Problem A — Print the passage of the article about the Richmond petition from "The BC Coroners" up to and including "at the hospital.".
Problem B —
State whether each statement below agrees with the article about the Richmond petition. Answer yes or no, and quote the words of the article that decide each one.
(i) The motion on a safe consumption site passed by a vote of 7-2.
(ii) Michelle Mollineaux is running for the BC Conservatives in Richmond-Steveston.
(iii) The News knows of only one other petition on the safe-consumption site topic.
Problem C — Go on with the article about the Richmond petition, starting after its final sentence.

The BC Coroners Service notes the life expectancy of men has gone down due to the toxic drug crisis.
demonstration
People came out on Family Day to the Richmond Cultural Centre to protest a motion by city council supporting a supervised consumption site.

Another petition regarding a safe drug consumption site in Richmond is garnering thousands of signatures, this time asking for an apology from city council.

The BC Conservatives have a petition asking for Richmond city council to “publicly apologize and retract” a recently passed motion to explore having a safe consumption site at the hospital.

The motion, put forward by Couns. Kash Heed and Laura Gillanders, passed 7-2 after hours of public input, the majority opposing it but others speaking in favour.

“This decision is not only misguided but also dangerous, as it sends the wrong message about drug use and undermines efforts to address the root causes of addiction,” the BC Conservatives said in a post promoting the petition.

“We demand that the council retract this motion immediately and issue a public apology for its failure to prioritize the health and well-being of our community,” it continued. “We demand a safe community for our families.”

In the preamble to the petition, the BC Conservatives call it a “contentious motion supporting the establishment of an NDP drug use site.”

This is the third petition the News is aware of in regards to the safe-consumption site topic.

The petition was posted on X by Michelle Mollineaux, who is running under the BC Conservative banner in Richmond-Steveston in the fall provincial election.

“I demanded that Kash Heed and the other city council must apologize for disrespecting the Richmond community,” Mollineaux said in her post on X. “We need to protect our children from the harmful effects of drugs and drug dealers.”

At a rally on Family Day, Mollineaux led a crowd gathered at Richmond Cultural Centre to chant “protect our children.”

She said the provincial government has only focused on harm reduction and not on rehabilitation and recovery. She added they shouldn’t just be “handing out drugs.”

A supervised consumption site is a medically supervised site where those with a substance-use disorder bring in their own drugs, have them tested and consume them under the care of medical staff.

Data records —
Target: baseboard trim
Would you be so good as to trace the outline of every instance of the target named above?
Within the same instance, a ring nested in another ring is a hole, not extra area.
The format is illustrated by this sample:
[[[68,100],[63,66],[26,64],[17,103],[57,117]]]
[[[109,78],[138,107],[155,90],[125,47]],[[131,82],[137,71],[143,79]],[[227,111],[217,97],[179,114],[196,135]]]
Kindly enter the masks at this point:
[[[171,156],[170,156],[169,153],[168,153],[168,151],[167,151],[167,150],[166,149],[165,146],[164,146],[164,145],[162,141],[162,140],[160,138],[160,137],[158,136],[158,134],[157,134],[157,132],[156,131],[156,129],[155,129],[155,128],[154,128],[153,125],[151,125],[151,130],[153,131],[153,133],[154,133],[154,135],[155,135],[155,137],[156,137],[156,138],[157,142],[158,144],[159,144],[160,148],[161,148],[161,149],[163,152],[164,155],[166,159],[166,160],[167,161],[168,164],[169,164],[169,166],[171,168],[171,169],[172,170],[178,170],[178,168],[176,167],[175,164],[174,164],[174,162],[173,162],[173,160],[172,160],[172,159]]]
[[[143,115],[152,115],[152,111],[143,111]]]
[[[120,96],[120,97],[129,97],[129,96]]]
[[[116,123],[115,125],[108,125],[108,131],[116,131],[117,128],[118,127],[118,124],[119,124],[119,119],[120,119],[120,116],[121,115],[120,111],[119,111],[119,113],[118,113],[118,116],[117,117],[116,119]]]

Expected output A —
The BC Coroners Service notes the life expectancy of men has gone down due to the toxic drug crisis.
demonstration
People came out on Family Day to the Richmond Cultural Centre to protest a motion by city council supporting a supervised consumption site.

Another petition regarding a safe drug consumption site in Richmond is garnering thousands of signatures, this time asking for an apology from city council.

The BC Conservatives have a petition asking for Richmond city council to “publicly apologize and retract” a recently passed motion to explore having a safe consumption site at the hospital.

Expected output B —
(i) Yes: "passed 7-2 after hours of public input"
(ii) Yes: "who is running under the BC Conservative banner in Richmond-Steveston"
(iii) No: "This is the third petition the News is aware of in regards to the safe-consumption site topic."

Expected output C —
Fewer than 5,000 people in B.C. have access to a “safe supply” of drugs, largely hydromorphone.

A review of drug toxicity deaths, published by the BC Coroners Service in November, notes life expectancy of men in B.C. has gone down “as a direct consequence of the drug toxicity crisis.”

The review says many organizations, agencies and expert panels, including the BC Coroners Service Death Review Panel, have called on the provincial and federal governments to “urgently address the crisis.”

This includes measures to “reduce stigma, expand harm reduction and prevention efforts, deliver evidence-based, accessible treatment and recovery services, and address access to a legal regulated drug supply.”

While the majority of city council voted for the motion, the next day Vancouver Coastal Health said it won’t be setting up a safe consumption site in Richmond.

Speaking against the motion were at least two other BC Conservative members, including Alex Sagert, himself in recovery from an addiction, and Sheldon Starrett, who called a press conference about the issue before city council’s first discussion on Feb. 5.

The BC Conservative petition has garnered more than 6,000 signatures.

One petition opposed to the proposes safe-consumption site garnered about 15,000 names in the first week, while another one asking Heed to clarify his employment status with a pharmaceutical company garnered about 8,000 names. (Heed clarified that he stopped acting as a consultant with a pharmaceutical company in November.)